» **The problem**
The answer must be every line below that holds the word "balcony".

» **Material to process**
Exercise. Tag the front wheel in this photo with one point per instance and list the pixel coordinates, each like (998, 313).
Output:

* * *

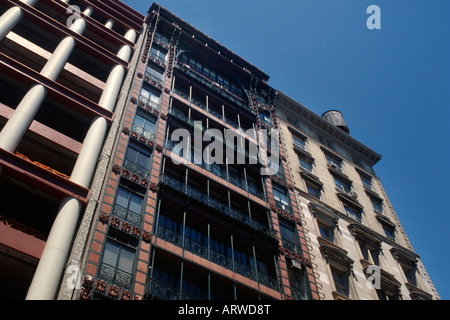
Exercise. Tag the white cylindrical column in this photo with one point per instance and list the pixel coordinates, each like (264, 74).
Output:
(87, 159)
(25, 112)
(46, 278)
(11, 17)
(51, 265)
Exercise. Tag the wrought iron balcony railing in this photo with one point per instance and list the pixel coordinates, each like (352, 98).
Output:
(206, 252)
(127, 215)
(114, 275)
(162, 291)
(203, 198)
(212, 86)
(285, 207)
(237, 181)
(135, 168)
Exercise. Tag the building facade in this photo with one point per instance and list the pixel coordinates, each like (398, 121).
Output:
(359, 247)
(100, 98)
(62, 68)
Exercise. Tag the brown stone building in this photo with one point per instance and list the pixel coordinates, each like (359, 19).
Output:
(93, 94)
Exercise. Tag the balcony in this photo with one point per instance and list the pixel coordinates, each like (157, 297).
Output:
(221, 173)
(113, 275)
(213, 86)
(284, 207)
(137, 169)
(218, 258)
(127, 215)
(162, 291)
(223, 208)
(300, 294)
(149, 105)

--

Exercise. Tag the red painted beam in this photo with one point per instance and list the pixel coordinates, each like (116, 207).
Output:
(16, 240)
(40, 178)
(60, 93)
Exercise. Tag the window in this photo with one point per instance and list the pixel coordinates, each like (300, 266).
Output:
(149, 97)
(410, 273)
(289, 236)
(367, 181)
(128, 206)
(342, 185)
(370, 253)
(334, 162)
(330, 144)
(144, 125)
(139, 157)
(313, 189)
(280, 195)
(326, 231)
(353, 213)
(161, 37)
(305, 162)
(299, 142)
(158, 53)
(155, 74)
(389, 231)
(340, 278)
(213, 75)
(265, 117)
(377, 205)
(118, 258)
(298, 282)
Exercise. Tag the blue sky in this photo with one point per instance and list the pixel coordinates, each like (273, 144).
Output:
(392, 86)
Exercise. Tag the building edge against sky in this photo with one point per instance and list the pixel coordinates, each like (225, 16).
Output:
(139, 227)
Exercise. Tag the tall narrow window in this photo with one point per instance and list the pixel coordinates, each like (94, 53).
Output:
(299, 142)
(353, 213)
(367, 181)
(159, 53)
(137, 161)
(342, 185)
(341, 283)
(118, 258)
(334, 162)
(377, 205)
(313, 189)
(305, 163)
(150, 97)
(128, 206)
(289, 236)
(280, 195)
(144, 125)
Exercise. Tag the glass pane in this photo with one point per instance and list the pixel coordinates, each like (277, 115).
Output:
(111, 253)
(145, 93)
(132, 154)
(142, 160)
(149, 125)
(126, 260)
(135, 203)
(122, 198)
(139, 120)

» **Solved problem**
Exercise. Tag the wrought iron balcony railing in this photo with one point per instance and list the pixel coordinates, each like (352, 98).
Exercise. Tag the balcony in this photo with one point per instance and list the pixel coordinates, each like (157, 297).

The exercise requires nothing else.